======== Data in this exercise ========

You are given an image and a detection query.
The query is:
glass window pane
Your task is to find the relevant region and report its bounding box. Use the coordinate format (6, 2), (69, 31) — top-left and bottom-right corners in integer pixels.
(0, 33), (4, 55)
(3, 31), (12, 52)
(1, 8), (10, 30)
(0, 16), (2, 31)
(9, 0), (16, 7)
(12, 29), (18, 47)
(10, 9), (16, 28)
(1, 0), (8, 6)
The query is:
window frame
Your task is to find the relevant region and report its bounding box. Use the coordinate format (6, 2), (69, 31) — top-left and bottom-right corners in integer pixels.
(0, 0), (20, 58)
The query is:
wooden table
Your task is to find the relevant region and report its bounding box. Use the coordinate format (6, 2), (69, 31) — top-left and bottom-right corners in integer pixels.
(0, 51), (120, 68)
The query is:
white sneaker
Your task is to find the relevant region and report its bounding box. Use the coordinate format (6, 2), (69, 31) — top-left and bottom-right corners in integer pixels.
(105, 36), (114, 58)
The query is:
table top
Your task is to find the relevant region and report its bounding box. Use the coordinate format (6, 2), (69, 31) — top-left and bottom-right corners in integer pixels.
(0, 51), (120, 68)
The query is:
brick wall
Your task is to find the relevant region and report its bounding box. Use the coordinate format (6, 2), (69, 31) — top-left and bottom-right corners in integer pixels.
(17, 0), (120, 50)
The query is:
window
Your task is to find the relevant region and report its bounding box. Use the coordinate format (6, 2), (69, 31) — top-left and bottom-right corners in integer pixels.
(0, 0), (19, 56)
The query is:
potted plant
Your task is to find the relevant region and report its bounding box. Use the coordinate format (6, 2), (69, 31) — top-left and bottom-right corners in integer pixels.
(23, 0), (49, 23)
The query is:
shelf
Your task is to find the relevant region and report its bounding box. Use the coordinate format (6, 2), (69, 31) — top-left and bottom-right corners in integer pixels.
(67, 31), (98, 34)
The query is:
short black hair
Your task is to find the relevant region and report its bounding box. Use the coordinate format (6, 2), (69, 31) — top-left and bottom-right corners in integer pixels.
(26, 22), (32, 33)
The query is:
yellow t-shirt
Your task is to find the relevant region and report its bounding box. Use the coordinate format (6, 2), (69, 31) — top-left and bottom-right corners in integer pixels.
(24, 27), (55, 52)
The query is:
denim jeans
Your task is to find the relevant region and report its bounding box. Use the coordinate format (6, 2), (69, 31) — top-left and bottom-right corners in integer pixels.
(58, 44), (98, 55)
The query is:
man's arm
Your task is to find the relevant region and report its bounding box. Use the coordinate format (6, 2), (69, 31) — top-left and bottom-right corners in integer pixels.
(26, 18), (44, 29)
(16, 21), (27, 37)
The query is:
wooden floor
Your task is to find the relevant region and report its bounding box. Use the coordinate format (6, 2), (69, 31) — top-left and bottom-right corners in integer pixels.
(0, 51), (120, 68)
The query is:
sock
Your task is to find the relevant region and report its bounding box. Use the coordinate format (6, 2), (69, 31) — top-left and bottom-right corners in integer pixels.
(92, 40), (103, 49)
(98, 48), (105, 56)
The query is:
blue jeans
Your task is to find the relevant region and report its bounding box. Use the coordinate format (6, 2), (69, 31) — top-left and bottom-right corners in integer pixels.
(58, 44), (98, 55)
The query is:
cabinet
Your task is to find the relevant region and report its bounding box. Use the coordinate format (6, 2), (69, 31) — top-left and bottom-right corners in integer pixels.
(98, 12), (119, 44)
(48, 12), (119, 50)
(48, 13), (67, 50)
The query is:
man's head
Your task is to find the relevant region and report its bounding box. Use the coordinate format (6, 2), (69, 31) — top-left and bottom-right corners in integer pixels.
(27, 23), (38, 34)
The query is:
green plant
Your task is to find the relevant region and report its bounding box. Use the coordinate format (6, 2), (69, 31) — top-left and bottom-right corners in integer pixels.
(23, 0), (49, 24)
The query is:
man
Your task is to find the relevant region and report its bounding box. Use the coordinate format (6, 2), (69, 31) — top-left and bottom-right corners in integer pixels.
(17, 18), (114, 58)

========
======== Data in this exercise ========

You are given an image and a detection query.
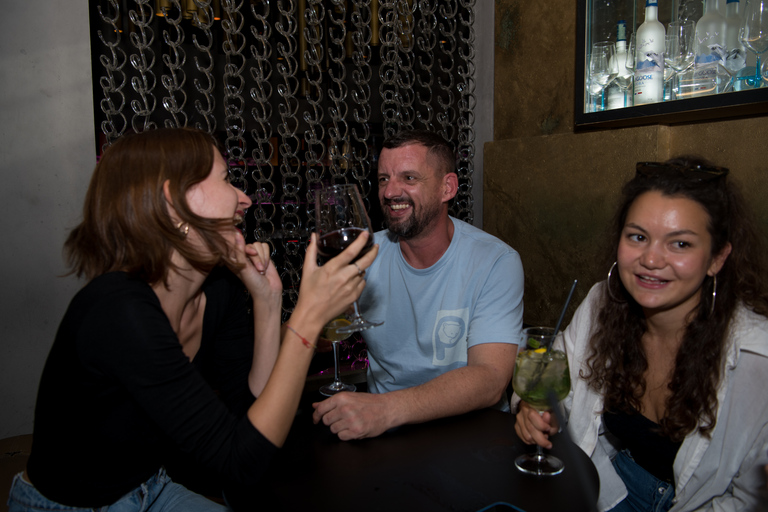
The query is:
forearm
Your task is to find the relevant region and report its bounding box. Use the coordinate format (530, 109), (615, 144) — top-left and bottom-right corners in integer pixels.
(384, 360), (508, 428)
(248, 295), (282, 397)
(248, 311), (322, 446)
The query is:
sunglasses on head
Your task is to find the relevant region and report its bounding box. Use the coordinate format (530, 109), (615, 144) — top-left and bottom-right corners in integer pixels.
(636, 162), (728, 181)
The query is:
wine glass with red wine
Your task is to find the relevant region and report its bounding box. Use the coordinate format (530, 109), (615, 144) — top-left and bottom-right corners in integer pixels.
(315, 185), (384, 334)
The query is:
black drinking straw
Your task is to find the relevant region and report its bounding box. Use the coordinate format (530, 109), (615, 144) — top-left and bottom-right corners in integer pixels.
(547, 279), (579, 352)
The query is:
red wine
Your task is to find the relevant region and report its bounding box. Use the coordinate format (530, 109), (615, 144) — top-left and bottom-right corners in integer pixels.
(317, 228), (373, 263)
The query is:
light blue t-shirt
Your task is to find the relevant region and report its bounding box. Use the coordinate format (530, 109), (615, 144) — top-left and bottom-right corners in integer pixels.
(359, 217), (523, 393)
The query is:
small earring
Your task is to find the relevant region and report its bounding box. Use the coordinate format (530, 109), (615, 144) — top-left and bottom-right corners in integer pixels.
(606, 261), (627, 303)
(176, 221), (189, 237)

========

Directions = Show every line of the data above that contains the string "black", treating uppercase and lowercase as different.

Correct result =
short black hair
black drinking straw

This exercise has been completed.